▸ **Do this**:
Pull out each line of the records below that contains the string "position", treating uppercase and lowercase as different.

▸ **Entries from a point annotation set**:
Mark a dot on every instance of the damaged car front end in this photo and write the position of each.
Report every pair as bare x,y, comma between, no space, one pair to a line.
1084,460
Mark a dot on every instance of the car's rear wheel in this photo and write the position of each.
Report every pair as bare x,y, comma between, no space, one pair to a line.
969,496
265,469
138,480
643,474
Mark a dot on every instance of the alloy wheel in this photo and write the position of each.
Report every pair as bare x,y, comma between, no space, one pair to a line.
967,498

---

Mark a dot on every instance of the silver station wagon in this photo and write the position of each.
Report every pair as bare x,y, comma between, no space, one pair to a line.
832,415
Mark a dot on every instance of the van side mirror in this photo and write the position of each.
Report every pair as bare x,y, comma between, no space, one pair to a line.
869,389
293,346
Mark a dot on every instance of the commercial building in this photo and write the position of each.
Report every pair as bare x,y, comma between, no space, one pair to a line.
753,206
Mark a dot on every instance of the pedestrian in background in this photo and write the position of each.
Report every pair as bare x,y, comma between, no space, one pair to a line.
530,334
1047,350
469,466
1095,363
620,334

▸ **Answer to this exercise**:
Mark a dot on every instance of the damaged car front end in this photo and write the position of each.
Mark a dot on every instance of the car's rear wheel in this photo and write the position of each.
Mark a dot on every instance of the alloy wheel in this photo and write the position of each.
Mark a dot on every instance of the silver station wagon in this photo and write the position of each.
Mark a dot on every instance of the van side mirror in this photo and write the position of each.
Mark a dot on every instance of the commercial building in this photo and write the position of each.
Mark a dot on every instance of the pedestrian in background in this photo and write the position of each.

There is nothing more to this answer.